[Labeled-object pointing entries]
* * * * * * * * *
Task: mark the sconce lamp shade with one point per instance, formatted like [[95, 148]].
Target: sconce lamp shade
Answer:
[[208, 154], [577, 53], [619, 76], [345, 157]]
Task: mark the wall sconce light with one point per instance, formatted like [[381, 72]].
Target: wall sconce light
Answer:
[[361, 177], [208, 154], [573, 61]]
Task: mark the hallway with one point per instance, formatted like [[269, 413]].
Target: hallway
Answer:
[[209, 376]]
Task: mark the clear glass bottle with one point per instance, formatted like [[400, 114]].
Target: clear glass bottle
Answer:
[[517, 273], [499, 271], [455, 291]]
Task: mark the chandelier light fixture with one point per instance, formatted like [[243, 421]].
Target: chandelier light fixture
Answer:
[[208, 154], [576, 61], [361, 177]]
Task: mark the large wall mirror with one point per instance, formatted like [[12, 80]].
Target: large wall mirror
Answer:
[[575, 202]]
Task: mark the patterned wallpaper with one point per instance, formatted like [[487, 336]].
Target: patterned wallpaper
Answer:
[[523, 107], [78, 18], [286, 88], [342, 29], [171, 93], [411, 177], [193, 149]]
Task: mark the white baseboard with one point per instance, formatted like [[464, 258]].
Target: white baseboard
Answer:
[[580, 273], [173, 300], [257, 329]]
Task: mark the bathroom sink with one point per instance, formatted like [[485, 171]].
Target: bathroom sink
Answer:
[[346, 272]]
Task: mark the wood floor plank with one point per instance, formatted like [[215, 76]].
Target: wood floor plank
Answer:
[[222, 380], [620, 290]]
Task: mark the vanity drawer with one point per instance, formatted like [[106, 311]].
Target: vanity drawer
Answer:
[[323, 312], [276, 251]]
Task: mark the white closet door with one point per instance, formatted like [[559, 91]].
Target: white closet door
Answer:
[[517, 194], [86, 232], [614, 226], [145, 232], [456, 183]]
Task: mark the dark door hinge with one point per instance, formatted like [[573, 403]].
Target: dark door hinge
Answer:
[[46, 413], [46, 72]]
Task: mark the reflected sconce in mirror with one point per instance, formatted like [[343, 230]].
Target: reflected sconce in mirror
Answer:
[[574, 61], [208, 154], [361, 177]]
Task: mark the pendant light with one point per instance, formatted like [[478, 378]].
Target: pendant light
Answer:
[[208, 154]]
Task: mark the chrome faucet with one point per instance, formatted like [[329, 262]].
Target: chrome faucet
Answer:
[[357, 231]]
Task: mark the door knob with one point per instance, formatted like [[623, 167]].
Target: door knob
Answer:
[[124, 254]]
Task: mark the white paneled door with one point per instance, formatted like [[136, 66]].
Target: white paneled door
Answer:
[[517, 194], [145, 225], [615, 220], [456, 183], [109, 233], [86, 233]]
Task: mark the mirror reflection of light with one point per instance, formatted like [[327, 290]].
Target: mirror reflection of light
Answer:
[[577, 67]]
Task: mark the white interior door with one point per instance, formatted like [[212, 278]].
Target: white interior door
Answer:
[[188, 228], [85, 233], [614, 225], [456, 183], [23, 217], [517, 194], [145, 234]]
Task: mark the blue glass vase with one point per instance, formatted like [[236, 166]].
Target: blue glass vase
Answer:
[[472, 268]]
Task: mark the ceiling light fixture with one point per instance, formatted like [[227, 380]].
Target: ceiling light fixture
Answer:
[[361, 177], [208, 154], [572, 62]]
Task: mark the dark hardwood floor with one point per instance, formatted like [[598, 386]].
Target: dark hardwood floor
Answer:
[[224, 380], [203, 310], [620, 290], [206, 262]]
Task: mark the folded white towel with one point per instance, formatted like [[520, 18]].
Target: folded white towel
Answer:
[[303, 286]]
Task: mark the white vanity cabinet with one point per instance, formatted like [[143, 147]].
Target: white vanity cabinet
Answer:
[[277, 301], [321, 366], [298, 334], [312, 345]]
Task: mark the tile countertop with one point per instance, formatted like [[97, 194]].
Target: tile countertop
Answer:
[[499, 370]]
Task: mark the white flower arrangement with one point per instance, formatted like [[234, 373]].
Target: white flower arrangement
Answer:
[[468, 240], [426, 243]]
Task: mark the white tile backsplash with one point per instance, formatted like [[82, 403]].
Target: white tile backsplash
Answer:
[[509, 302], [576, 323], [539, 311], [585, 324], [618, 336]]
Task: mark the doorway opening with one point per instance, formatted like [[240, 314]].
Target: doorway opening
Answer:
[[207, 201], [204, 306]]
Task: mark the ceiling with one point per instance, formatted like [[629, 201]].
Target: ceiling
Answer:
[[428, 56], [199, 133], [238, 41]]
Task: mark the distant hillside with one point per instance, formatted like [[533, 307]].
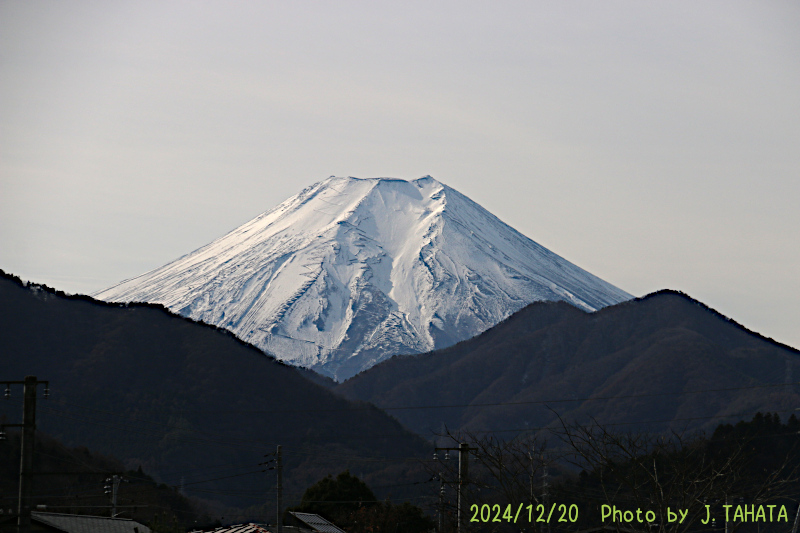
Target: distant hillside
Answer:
[[189, 402], [642, 361], [350, 272], [81, 487]]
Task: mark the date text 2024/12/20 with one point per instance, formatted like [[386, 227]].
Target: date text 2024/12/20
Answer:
[[539, 513]]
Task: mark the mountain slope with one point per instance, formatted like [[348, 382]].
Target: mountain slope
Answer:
[[352, 271], [643, 362], [186, 400]]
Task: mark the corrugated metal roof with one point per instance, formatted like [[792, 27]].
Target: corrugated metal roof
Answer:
[[317, 523], [70, 523], [252, 528]]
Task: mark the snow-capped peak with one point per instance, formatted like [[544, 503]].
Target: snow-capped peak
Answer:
[[352, 271]]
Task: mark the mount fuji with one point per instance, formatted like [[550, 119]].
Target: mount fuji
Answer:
[[350, 272]]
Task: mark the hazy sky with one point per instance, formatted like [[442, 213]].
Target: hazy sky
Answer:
[[655, 144]]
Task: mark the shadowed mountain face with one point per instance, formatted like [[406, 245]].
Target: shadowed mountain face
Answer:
[[187, 401], [643, 361], [350, 272]]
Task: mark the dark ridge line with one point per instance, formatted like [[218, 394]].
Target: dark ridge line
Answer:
[[713, 311], [649, 296], [31, 286]]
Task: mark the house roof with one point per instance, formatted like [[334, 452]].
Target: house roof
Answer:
[[70, 523], [316, 523]]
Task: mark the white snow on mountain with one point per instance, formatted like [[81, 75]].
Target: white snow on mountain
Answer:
[[350, 272]]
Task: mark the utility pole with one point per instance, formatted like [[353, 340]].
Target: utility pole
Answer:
[[113, 489], [26, 458], [545, 494], [441, 503], [279, 467], [463, 479], [28, 438]]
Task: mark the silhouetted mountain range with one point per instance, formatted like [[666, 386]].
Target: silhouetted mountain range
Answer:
[[189, 402], [665, 360]]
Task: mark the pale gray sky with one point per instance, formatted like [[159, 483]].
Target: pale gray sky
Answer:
[[655, 144]]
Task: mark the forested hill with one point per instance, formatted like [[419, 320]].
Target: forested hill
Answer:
[[185, 399], [665, 360]]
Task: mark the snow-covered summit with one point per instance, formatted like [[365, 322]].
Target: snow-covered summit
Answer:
[[352, 271]]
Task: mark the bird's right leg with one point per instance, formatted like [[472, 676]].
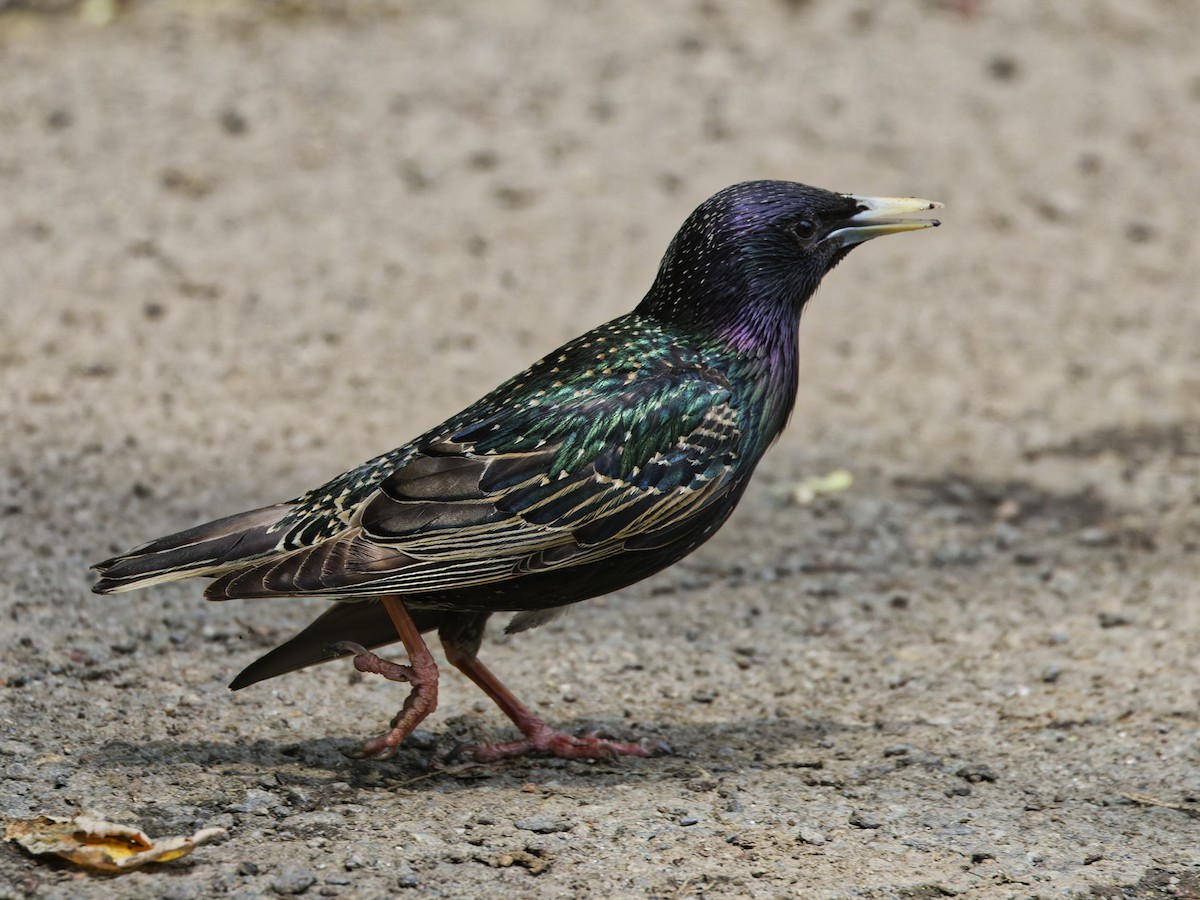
* * * * * * * * *
REQUIREMENTS: Please quote all of the records above word for word, leaving out the pictures.

ANSWER TO THE PROBLEM:
Task: mark the sconce lamp shade with one point per instance, formatted like [[95, 148]].
Target: sconce lamp shade
Answer:
[[208, 154], [577, 53], [619, 76], [345, 157]]
Task: mark the wall sconce light with one point per instance, formatted like [[381, 72]].
Target: wall sconce light
Answer:
[[361, 177], [208, 154], [573, 61]]
Task: mark the hallway with one point per instance, formatted like [[269, 413]].
Target: hallway
Answer:
[[209, 376]]
Task: mark the clear glass bottle with one point per instance, formatted like [[400, 114]].
Target: clear glass bottle
Answer:
[[517, 273], [499, 271], [455, 291]]
Task: mark the chandelier light fixture with one point per instance, formatted like [[243, 421]].
Target: chandelier light fixture
Answer:
[[208, 154], [576, 61], [361, 177]]
Task: mark the large wall mirror with one point per instance, formatted like [[12, 80]].
Target: large wall mirror
Answer:
[[575, 202]]
Task: mark the patterned wallpaper with one point per instance, formatted like [[487, 336]].
Target: patterned wallpaper
Answer:
[[523, 107], [78, 18], [286, 88], [342, 29], [171, 93], [411, 177], [193, 149]]
Task: mark the white baseboard with one point per instance, formatted like [[464, 258]].
Target: white baseboard
Answer:
[[580, 273], [173, 300], [257, 329]]
Task: mark the bathroom sink with one point per instance, formatted like [[485, 171]].
Target: bathroom sink
Answer:
[[346, 272]]
Task: mark the wood floor plank with one point per instance, formatted like [[215, 76]].
Target: wood floor plank
Answer:
[[222, 380], [620, 290]]
Task: mark the vanity drawer with one point per instance, formatted like [[106, 311]].
Target: vanity drawer
Answer:
[[323, 312], [276, 251]]
Task: mark the white closet door with one point per instance, formatted like [[559, 91]].
Target: white closet door
Answer:
[[517, 194], [86, 232], [614, 226], [145, 232], [456, 183]]
Task: mark the dark door hinge with one point per instance, formatted like [[573, 403]].
Target: dark door hinge
Answer:
[[46, 413], [46, 72]]
Task: mark the reflected sconce in mirror with one point per instance, formatted like [[343, 230]].
Target: reflected sconce in mirror
Answer:
[[574, 61], [208, 154], [361, 177]]
Task: mark the pendant light with one point per instance, formatted like [[478, 378]].
Target: pendant light
Answer:
[[208, 154]]
Task: mark the chrome faucet with one point per instance, formatted like [[329, 262]].
Target: chrome faucet
Answer:
[[357, 231]]
Task: mark the door knob with one point per instance, formatted like [[623, 167]].
Target: door knob
Answer:
[[124, 254]]
Task: mark the white paneled door with one point per instance, formatted like [[136, 66]].
Target: white paneled door
Answer:
[[517, 194], [145, 225], [615, 220], [456, 183], [109, 233], [86, 233]]
Task: mark the mirror reflection of light with one point per instance, formatted like [[327, 290]].
Target: mirror reflection of light
Answer:
[[577, 67]]
Task: mark the white interior door with one point per instance, formatted like [[212, 278]].
Target: white interior door
Answer:
[[188, 228], [85, 233], [614, 225], [456, 183], [23, 217], [517, 194], [145, 234]]
Task: mark the blue glass vase with one point per instance, formatted like [[236, 166]].
Target: blue glass vase
Answer:
[[472, 268]]
Task: mark the ceiling light fixture with one point per instance, formatted like [[227, 380]].
Target: ceiling light fixture
Answer:
[[361, 177], [208, 154], [572, 62]]
Task: mark the dark hardwood floor with one point per instance, formatted like [[598, 386]].
Target: dark hardwood floor
Answer:
[[224, 380], [203, 310], [620, 290], [206, 262]]
Task: mark the folded white towel with one point per instance, formatted like [[520, 18]].
Target: folded white towel
Answer:
[[303, 286]]
Task: mark the white vanity cabinet with one point per instance, formatted like [[143, 147]].
Target: white vanity cabinet
Answer:
[[277, 301], [321, 366], [298, 334], [312, 345]]
Task: mark the tile countertop with one point per instance, formatted like [[97, 194]].
Target: tile countertop
Answer:
[[499, 370]]
Task: mark the white flower arrangement with one point per instance, formatted like [[234, 373]].
Target: white flower arrangement
Answer:
[[468, 240], [426, 243]]
Task: mark the white tile backsplash with one point per instance, formatted like [[82, 403]].
Target: white tile backsplash
Answer:
[[509, 302], [576, 323], [539, 311], [585, 324], [618, 336]]
Task: mark the doorway opening with one point per instance, formatted like [[240, 314]].
Target: doorway opening
Answer:
[[207, 201], [204, 306]]
Task: mark the ceiling with one point per instance, formatted like [[629, 201]].
Target: ceiling
Answer:
[[428, 56], [199, 133], [238, 41]]
Task: mark the distant hillside with one point per instance, formatted like [[533, 307]].
Target: distant hillside
Answer:
[[189, 402], [642, 361], [350, 272], [81, 487]]
Task: mark the date text 2024/12/20 with one point per instance, formatted like [[386, 227]].
Target: date text 2024/12/20
Answer:
[[539, 513]]
Task: mark the mountain slope with one point per instance, formatted like [[348, 382]].
Target: mountain slope
Answer:
[[352, 271], [643, 362], [186, 400]]
Task: mark the corrugated metal roof with one point per instance, formatted like [[792, 27]].
Target: corrugated metal roof
Answer:
[[317, 523], [70, 523], [252, 528]]
Task: mark the snow-capped peak with one point per instance, formatted like [[544, 503]].
Target: snow-capped peak
Answer:
[[352, 271]]
Task: mark the mount fuji with one point per instance, formatted like [[550, 119]].
Target: mount fuji
Answer:
[[350, 272]]
Task: mark the hazy sky with one point per instance, formatted like [[442, 213]].
Target: hazy sky
Answer:
[[655, 144]]
Task: mark the shadowed mountain face with one point per instance, formatted like [[406, 245]].
Target: shadowed mountain face
Answer:
[[187, 401], [643, 361], [350, 272]]
Task: mark the dark ridge line with one point per instance, formatted like [[218, 394]].
Target: dark ridge line
Answer:
[[713, 311], [649, 296], [31, 286]]
Task: mark the house roof with one point per instance, formatted like [[334, 452]].
Target: house roof
Answer:
[[70, 523], [316, 523]]
Task: mark the white snow on mountain with one point per instance, formatted like [[81, 75]].
Target: white snow on mountain
Answer:
[[350, 272]]
Task: mark the utility pole with one point per instance, formatted like [[353, 340]].
Target: utility pole
Answer:
[[113, 489], [26, 458], [545, 494], [441, 503], [279, 467], [463, 479], [28, 438]]
Task: mark the silhouetted mountain range with one point per instance, formatted like [[666, 386]].
Target: silhouetted mountain range
Answer:
[[189, 402], [665, 360]]
Task: mark the pale gray sky with one point per instance, formatted like [[159, 483]].
Target: pale gray sky
Answer:
[[655, 144]]
Task: mark the forested hill with one point per instance, formatted like [[419, 320]].
Target: forested hill
Answer:
[[185, 399], [665, 360]]
Task: mark the snow-covered summit with one point per instance, formatted like [[365, 322]].
Target: snow-covered summit
Answer:
[[352, 271]]
Task: mark the bird's right leg with one point per instance, formatted like [[472, 676]].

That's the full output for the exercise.